▸ **Selected passage**
-------

Our Diagnosis Journey
Naomi Aldridge
I am a special needs blogger who writes about mine and my son's special needs journey. I love being a mummy to Ethan and I want to share the highs...
Six years on I can remember the exact moment I opened 'the' letter from the geneticist.
There it was in black and white. My son, my precious baby boy, had a very rare genetic disorder
It was something called ARX, aristaless homeobox disorder. Now if you're like me you will have never heard of this! I did what anyone would do. Yes, I contacted Dr Google!
Now this didn't help me. This condition is so rare that there are no sites that lay out the symptoms, causes and treatment for ARX. All I could find were coding sites.
I played those words over and over again in my head for days. I had searched for years for something to blame for the horrible things that had happened to my child.
I was still none the wiser.

-------

▸ **Dataset excerpts**

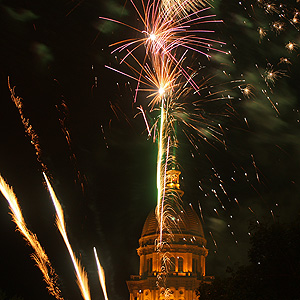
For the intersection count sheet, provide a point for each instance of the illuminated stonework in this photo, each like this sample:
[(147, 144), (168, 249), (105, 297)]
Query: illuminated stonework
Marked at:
[(186, 256)]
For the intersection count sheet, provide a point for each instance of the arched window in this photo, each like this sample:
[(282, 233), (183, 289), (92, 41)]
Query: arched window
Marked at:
[(180, 264), (149, 265), (195, 265), (172, 264)]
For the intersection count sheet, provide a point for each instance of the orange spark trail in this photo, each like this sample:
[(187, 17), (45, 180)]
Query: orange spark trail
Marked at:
[(40, 257), (101, 274), (82, 280), (28, 128)]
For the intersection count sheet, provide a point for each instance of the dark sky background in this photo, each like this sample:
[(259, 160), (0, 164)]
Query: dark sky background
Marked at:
[(55, 54)]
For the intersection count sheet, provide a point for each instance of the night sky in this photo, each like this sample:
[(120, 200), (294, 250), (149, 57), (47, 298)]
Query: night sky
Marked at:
[(55, 52)]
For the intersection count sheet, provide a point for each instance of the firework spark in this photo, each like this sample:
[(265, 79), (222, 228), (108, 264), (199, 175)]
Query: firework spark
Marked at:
[(81, 275), (28, 128), (101, 274), (39, 256)]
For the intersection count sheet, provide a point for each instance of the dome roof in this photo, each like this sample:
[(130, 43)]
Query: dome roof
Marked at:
[(189, 223)]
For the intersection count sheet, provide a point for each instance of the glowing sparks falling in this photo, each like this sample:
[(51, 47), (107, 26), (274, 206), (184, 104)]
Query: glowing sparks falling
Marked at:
[(81, 275), (39, 256), (101, 274)]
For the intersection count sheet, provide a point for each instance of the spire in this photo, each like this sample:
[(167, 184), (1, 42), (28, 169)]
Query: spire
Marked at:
[(172, 181)]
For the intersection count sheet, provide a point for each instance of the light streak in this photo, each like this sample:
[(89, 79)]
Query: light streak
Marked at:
[(101, 274), (82, 280), (39, 255), (28, 128)]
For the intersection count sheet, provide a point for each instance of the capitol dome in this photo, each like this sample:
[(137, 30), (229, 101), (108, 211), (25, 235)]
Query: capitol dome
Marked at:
[(182, 255)]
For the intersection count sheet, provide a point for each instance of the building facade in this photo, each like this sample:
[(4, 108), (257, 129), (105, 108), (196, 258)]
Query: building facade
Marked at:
[(185, 256)]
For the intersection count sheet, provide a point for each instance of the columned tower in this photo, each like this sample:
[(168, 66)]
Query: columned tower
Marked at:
[(186, 255)]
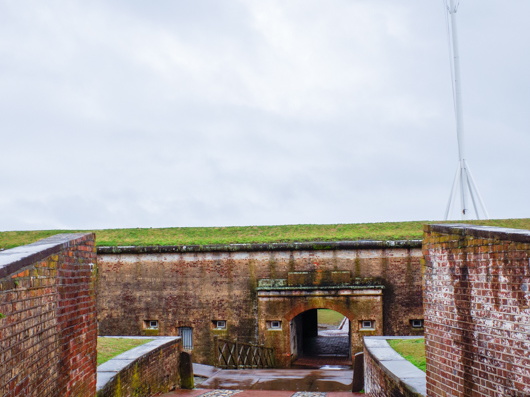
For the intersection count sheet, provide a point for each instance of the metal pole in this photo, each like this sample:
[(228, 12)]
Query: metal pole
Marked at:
[(458, 106)]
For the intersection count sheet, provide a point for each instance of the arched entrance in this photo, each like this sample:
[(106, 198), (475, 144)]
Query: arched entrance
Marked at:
[(320, 338), (283, 325)]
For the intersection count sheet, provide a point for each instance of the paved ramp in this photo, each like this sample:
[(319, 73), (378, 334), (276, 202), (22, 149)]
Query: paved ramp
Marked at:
[(256, 393)]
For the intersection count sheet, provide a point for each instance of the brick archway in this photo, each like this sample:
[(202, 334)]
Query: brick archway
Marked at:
[(331, 305), (279, 305)]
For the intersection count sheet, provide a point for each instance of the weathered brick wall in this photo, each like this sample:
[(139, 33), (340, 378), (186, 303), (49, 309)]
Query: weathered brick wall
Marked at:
[(477, 311), (194, 286), (48, 328), (152, 373)]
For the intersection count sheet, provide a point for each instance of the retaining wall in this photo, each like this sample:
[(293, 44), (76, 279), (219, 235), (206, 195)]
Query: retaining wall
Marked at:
[(144, 371), (388, 374), (48, 325), (196, 286), (477, 311)]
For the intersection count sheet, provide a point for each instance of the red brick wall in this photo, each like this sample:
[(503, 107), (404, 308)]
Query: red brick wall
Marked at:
[(48, 327), (477, 311), (193, 286)]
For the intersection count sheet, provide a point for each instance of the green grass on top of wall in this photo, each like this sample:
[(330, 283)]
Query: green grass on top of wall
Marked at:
[(249, 234), (412, 350)]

-------

▸ **Work instructions**
1. Answer these from the diagnosis blog post:
(a) What is the name of the writer's son?
(b) What is the full name of the disorder the geneticist's letter identified?
(c) What were the only sites the writer could find when searching online?
2. Please print the stretch of the diagnosis blog post from "Now this didn't" through "were coding sites.".

▸ **Solutions to the problems**
1.
(a) Ethan
(b) ARX, aristaless homeobox disorder
(c) Coding sites

2.
Now this didn't help me. This condition is so rare that there are no sites that lay out the symptoms, causes and treatment for ARX. All I could find were coding sites.